┌─ GIVEN INFORMATION
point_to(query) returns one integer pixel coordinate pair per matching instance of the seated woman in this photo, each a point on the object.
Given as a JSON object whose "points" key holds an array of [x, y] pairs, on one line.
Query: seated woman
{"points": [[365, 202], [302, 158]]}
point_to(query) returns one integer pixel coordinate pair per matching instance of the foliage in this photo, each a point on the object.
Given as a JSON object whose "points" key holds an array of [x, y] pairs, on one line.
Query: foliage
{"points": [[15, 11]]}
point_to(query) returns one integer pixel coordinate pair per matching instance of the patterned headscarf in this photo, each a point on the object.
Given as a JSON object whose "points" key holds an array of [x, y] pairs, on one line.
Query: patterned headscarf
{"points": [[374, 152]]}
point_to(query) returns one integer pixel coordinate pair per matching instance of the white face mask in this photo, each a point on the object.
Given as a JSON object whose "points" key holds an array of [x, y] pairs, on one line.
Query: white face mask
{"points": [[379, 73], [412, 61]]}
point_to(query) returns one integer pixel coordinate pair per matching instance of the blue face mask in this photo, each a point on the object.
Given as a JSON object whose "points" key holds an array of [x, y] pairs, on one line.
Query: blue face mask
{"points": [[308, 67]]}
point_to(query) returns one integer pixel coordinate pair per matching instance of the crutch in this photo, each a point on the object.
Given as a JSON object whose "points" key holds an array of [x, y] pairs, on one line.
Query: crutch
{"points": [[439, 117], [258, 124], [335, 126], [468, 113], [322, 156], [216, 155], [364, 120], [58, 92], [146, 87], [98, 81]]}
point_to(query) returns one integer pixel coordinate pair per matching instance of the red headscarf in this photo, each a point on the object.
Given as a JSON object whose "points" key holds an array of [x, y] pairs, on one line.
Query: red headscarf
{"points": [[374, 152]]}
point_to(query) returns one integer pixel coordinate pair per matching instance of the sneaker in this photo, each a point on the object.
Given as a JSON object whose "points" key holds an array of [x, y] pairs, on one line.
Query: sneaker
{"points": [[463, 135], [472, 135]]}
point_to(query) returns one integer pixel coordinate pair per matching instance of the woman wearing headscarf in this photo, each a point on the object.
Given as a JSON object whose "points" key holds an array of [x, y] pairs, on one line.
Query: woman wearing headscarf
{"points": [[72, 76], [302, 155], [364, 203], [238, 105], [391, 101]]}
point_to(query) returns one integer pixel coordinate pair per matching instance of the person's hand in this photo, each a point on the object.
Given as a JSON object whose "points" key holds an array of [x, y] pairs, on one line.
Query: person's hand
└─
TASK REQUIREMENTS => Format every line of the material above as a numbered list, omitting any blank lines.

WRITTEN REPLY =>
1. point_to(query) returns one integer pixel coordinate pair per matching instance of the seated woman in this photo, each a point on the object.
2. Given as a JSON object whose "points" key holds an array of [x, y] pairs, on one line.
3. Query: seated woman
4. {"points": [[365, 202], [302, 158]]}
5. point_to(query) returns one integer pixel coordinate pair per matching instance of the foliage in this photo, each a point on the object.
6. Given as a JSON object whose "points" key holds an array of [x, y] pairs, on one line.
7. Query: foliage
8. {"points": [[15, 11]]}
9. point_to(query) returns one integer pixel coordinate pair per matching instance of the patterned headscarf in this photo, each a point on the object.
10. Given as a JSON object whose "points" key holds an array of [x, y] pairs, on one line.
11. Query: patterned headscarf
12. {"points": [[374, 152]]}
13. point_to(query) returns one integer pixel coordinate pair per matching instance of the white face mask in this photo, each a point on the object.
14. Given as a JSON object whose "points" key holds an array of [x, y] pairs, on one line.
15. Query: white face mask
16. {"points": [[379, 73], [412, 61]]}
17. point_to(query) returns one integer pixel coordinate pair per matching instance of the blue face mask in this photo, each a point on the object.
18. Given as a JSON object whose "points" key holds an array of [x, y] pairs, on one line.
19. Query: blue face mask
20. {"points": [[308, 67]]}
21. point_to(query) returns one integer pixel coordinate pair per matching instance of the crutch in this photo, each a point on the object.
22. Given as a JSON object whose "points" key holds an array of [x, y] pairs, on one line.
23. Query: crutch
24. {"points": [[439, 117], [258, 124], [335, 126], [468, 113], [322, 156], [216, 155], [364, 120], [58, 92], [146, 87], [98, 81]]}
25. point_to(query) returns one integer pixel coordinate pair per matching instance of the red headscarf in this photo, each a point on the object.
26. Given as a JSON object whose "points" key holds an array of [x, y] pairs, on one line.
27. Query: red headscarf
28. {"points": [[374, 152]]}
29. point_to(query) returns one integer pixel coordinate pair per matching instance of the sneaker in this photo, each a point on the object.
30. Given as a JSON object whose "points" key holds an array of [x, y] pairs, on one line.
31. Query: sneaker
32. {"points": [[463, 135], [472, 135]]}
33. point_to(query) returns one integer pixel coordinate pair per matching instance of the woman wearing headscarf in this photo, each a point on the object.
34. Given as a JSON object whose "points" key holds an array of [x, y] pairs, on one line.
35. Query: woman wearing headscarf
36. {"points": [[72, 76], [302, 155], [364, 203], [238, 105], [391, 101]]}
37. point_to(query) returns one integer pixel coordinate pair per matching instance of the person's hand in this photo, each a point on the object.
38. Given as a JSON object whose "points" key holds an array of [x, y] pairs, on one line.
39. Query: person's hand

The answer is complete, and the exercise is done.